** begin DATA PROVIDED **
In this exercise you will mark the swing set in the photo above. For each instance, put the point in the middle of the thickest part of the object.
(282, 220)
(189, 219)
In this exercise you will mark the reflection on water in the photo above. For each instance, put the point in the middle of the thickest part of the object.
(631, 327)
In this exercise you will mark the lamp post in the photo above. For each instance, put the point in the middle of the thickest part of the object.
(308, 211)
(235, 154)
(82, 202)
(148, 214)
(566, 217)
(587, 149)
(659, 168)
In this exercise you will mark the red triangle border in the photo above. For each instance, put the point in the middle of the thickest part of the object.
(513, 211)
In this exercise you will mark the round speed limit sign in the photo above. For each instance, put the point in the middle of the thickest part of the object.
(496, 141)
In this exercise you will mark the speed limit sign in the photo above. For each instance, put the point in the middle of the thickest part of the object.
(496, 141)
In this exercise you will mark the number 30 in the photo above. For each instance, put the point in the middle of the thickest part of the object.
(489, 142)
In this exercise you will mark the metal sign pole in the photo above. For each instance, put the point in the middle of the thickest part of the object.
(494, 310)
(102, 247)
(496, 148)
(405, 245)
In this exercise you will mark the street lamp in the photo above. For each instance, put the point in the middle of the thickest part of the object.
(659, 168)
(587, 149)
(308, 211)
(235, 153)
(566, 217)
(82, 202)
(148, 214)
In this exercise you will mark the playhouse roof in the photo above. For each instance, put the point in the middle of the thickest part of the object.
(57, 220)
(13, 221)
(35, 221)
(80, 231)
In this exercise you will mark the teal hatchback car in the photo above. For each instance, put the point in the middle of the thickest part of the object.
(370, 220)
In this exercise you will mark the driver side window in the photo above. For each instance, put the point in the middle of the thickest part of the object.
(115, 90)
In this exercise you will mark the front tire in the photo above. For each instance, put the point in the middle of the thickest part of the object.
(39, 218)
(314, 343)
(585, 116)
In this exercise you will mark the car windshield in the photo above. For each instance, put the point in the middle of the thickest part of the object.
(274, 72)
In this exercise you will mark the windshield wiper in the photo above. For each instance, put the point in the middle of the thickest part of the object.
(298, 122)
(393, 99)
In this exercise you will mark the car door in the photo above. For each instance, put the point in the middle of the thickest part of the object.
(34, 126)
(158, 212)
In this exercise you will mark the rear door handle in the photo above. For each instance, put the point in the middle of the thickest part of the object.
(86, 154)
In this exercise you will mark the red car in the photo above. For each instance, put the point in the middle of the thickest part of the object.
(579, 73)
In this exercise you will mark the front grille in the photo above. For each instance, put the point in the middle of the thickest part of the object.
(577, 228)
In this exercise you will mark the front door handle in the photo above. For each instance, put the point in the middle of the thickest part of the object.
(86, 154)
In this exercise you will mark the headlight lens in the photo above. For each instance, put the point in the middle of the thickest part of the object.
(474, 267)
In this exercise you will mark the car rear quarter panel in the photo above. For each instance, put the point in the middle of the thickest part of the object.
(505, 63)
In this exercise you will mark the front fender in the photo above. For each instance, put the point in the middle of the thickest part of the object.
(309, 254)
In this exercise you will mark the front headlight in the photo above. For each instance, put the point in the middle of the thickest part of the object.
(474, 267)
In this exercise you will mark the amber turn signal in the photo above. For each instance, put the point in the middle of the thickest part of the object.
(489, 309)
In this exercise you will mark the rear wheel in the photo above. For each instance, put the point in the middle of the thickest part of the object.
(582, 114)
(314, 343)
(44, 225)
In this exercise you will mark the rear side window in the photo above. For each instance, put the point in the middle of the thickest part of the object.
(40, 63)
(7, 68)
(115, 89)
** end DATA PROVIDED **
PROBLEM: Write out each item above word for word, keeping the original order.

FULL SOLUTION:
In this exercise you will mark the swing set in the photo above. For each instance, put the point in the middle of the thickest part of the object.
(282, 220)
(189, 219)
In this exercise you will mark the reflection on water in the photo above. For each instance, put the point in the middle of the thickest part of the object.
(631, 327)
In this exercise you will mark the lamp post in the photo above. For each instance, put the point in the middle of the thickest part of the object.
(308, 211)
(235, 154)
(82, 202)
(148, 214)
(566, 217)
(587, 149)
(659, 168)
In this exercise you will mark the red triangle border in the photo above. For each instance, put the point in the middle of the thickest part of the object.
(513, 211)
In this exercise you will mark the round speed limit sign in the photo above. For each instance, put the point in the middle of the thickest part of the object.
(496, 141)
In this exercise you will mark the speed limit sign in the photo above. For each instance, put the point in the middle of the thickest part of the object.
(496, 141)
In this exercise you will mark the number 30 in the photo above. For each instance, put the point in the middle of the thickest part of the object.
(489, 142)
In this exercise you will mark the metal sign pole in the photo above. For each instance, put the point in the middle of the thickest part of the object.
(494, 310)
(102, 247)
(496, 148)
(405, 245)
In this exercise you will mark the street lamp in the photo above. For each instance, put the point in the middle of the thickest part of the object.
(659, 168)
(587, 149)
(308, 211)
(235, 153)
(566, 217)
(82, 202)
(148, 214)
In this exercise you will mark the playhouse roof in the photo above. For each instance, put the point in the middle of the thickest part of the object.
(57, 220)
(13, 221)
(35, 221)
(80, 231)
In this exercise you will mark the teal hatchback car in the photo above. For each instance, put the point in the middle of the thickest part of the object.
(370, 220)
In this exercise you will mark the driver side window in the photo above. For each instance, put the point in the middle of the thickest part of the object.
(115, 90)
In this exercise you will mark the front tire in the photo above. For each instance, put the point in the middle of the thickest part of the object.
(39, 218)
(314, 343)
(585, 116)
In this exercise you will mark the car windshield in the photo above. For each instance, put the point in the middle of the thickest part of the object.
(274, 72)
In this exercise you will mark the windshield wiper in the photo above. For each instance, put the point in the middle of the thickest part of the object.
(298, 122)
(393, 99)
In this exercise you will mark the car door in the photo above. For each instance, put the point in the middle of the thickest part of the object.
(34, 126)
(158, 212)
In this exercise you will mark the rear door handle in the photo above. For each instance, put the point in the middle of the thickest part of the object.
(86, 154)
In this exercise you will mark the red car in the photo above. For each instance, put the point in the middle of the thickest part of the object.
(579, 73)
In this exercise you will mark the front grille in the photo above. For each instance, put the point in the middle of the thickest part of the object.
(577, 228)
In this exercise you will mark the front door handle in the photo above. For each instance, put the point in the middle of the thickest part of the object.
(86, 154)
In this exercise you will mark the headlight lens in the photo above. For each instance, put the point in the middle of the thickest part of the object.
(474, 267)
In this exercise you will mark the car rear quarter panel in the photo above. For each instance, put the point in the middle of the thickest part of the object.
(505, 63)
In this exercise you will mark the front fender in the photo above. For each instance, put the point in the middle of the thickest part of the object.
(309, 254)
In this exercise you will mark the front headlight in the photo above. For each instance, put the point in the middle of the thickest part of the object.
(474, 267)
In this exercise you will mark the amber turn signal in the photo above. For each instance, put the point in the middle of the thickest part of the object.
(489, 309)
In this exercise you will mark the rear wheel in the photo above. For each instance, put the point in the middle of the thickest part of the object.
(582, 114)
(314, 343)
(44, 225)
In this exercise you will mark the rear side window in the photo above. For each instance, put the point in the middle of the thickest part of the object.
(40, 63)
(7, 68)
(115, 89)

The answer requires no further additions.